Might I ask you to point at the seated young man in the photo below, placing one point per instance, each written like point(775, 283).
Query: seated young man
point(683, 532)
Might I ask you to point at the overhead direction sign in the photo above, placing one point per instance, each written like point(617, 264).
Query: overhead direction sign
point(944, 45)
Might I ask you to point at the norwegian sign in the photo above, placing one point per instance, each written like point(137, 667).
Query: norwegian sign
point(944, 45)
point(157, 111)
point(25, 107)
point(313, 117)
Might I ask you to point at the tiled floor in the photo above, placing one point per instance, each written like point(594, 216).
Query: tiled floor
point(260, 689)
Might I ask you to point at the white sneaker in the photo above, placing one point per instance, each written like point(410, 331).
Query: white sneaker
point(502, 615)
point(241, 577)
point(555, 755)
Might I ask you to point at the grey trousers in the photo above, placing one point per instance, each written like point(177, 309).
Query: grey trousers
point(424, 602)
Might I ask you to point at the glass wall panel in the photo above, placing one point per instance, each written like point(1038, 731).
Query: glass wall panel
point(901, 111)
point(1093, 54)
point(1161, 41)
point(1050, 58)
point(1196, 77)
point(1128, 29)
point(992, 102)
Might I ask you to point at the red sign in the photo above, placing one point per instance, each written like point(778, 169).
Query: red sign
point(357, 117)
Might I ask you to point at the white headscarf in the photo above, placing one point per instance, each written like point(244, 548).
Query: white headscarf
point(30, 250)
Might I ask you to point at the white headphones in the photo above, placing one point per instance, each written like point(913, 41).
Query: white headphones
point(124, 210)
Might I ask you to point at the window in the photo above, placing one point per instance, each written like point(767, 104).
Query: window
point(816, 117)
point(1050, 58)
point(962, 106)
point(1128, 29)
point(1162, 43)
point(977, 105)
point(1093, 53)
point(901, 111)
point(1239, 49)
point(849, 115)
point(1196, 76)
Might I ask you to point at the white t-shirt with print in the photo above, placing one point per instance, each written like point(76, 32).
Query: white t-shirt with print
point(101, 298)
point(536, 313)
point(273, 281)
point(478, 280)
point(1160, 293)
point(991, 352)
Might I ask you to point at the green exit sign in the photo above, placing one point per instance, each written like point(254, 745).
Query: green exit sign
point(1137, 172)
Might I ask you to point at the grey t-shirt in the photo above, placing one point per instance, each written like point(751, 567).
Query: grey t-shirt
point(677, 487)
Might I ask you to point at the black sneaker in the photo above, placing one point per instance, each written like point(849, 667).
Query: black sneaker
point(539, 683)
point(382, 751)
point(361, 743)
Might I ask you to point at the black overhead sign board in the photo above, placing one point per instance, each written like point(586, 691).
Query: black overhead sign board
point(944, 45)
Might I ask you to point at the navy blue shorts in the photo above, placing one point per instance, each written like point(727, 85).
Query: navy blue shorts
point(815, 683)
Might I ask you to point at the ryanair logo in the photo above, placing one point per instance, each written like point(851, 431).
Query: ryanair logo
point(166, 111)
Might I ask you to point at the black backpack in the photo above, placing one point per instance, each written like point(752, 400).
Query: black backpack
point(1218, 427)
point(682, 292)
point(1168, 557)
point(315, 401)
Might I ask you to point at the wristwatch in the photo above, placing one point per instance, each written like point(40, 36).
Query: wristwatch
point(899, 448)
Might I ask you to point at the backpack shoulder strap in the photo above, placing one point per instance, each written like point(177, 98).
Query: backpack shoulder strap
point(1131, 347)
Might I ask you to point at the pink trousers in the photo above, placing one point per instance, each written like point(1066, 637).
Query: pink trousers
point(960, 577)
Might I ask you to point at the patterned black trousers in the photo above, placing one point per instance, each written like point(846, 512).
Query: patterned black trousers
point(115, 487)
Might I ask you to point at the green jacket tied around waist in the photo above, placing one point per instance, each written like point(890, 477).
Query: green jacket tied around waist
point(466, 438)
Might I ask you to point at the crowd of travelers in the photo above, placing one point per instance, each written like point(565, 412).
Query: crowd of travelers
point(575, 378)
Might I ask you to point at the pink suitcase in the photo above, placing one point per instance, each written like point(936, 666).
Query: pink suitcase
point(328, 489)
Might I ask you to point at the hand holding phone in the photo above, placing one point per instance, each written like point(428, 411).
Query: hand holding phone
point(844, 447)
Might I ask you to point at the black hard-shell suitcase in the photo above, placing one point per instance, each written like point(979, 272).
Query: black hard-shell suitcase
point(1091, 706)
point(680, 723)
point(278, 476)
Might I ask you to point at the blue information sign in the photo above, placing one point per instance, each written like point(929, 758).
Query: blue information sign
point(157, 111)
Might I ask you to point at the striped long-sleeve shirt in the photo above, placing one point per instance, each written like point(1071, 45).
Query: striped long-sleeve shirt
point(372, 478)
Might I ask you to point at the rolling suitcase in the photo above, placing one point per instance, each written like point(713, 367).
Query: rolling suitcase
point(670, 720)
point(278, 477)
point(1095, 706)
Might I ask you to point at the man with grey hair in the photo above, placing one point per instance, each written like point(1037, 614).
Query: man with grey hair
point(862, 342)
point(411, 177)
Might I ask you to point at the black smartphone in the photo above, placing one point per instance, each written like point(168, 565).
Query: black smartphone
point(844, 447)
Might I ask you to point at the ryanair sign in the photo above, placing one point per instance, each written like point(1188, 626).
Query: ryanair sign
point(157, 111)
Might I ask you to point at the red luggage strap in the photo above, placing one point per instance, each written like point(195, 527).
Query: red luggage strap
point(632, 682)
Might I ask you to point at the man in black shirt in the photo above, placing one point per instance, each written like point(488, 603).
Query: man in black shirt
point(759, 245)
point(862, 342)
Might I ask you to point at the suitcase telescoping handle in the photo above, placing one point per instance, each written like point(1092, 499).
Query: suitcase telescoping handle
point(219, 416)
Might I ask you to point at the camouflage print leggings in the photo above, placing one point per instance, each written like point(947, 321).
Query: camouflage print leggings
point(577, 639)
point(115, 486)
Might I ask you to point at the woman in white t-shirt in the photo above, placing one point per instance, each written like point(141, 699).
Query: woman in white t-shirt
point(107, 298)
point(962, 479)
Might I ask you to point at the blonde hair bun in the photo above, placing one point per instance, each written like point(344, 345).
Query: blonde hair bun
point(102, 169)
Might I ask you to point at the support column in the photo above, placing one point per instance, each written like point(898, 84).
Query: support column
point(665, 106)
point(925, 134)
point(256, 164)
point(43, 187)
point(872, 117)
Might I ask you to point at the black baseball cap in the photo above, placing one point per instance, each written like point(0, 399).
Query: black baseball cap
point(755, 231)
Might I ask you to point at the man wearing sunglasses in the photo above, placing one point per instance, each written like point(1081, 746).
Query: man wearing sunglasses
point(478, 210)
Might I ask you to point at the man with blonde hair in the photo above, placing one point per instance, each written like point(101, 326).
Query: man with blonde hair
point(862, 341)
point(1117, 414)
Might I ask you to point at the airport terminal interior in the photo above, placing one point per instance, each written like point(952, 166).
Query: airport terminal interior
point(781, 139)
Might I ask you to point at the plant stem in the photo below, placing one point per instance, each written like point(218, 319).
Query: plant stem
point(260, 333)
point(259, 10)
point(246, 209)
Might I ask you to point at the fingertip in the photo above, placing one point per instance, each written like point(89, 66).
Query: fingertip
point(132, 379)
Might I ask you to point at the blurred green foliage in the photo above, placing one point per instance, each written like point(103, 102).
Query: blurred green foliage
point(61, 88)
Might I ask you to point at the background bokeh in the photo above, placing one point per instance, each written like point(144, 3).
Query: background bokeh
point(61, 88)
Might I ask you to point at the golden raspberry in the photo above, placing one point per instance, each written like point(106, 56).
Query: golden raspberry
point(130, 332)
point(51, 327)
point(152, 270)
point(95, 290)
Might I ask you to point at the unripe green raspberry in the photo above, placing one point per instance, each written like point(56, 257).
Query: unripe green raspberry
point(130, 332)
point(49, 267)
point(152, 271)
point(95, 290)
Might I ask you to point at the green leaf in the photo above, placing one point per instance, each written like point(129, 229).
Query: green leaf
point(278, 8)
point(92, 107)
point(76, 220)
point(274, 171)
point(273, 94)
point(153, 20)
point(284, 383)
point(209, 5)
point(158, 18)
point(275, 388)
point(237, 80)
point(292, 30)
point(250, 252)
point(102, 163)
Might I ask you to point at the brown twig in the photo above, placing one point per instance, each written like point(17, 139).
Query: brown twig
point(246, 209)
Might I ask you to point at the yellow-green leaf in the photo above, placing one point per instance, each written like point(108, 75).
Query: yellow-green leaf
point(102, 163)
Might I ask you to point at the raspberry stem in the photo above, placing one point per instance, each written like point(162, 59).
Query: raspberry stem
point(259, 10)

(What to do):
The first line of the records begins the span, and the line containing "Might I ask you to point at the grey trousers" ends it. Reproduce that span exactly, both ends included.

(Problem solution):
Might I ask you to point at the seated young man in the photo below, placing one point per instance, each written like point(775, 283).
Query: seated young man
point(683, 532)
Might I ask you to point at the overhead direction sign in the photo above, placing one point per instance, each written like point(617, 264).
Query: overhead direction sign
point(944, 45)
Might I ask you to point at the norwegian sign in the photo above, placing one point per instance, each written like point(137, 667).
Query: norwegian sign
point(944, 45)
point(157, 111)
point(25, 107)
point(313, 117)
Might I ask you to point at the tiled floor in the photo above, placing one point per instance, each written like point(594, 216).
Query: tiled floor
point(260, 689)
Might I ask you to point at the white sneaker in the photo above, placing one point per instance, each written like point(410, 331).
Query: white sneaker
point(502, 615)
point(241, 577)
point(555, 755)
Might I ask you to point at the grey trousers in the photo above, placing one point per instance, each written like point(177, 309).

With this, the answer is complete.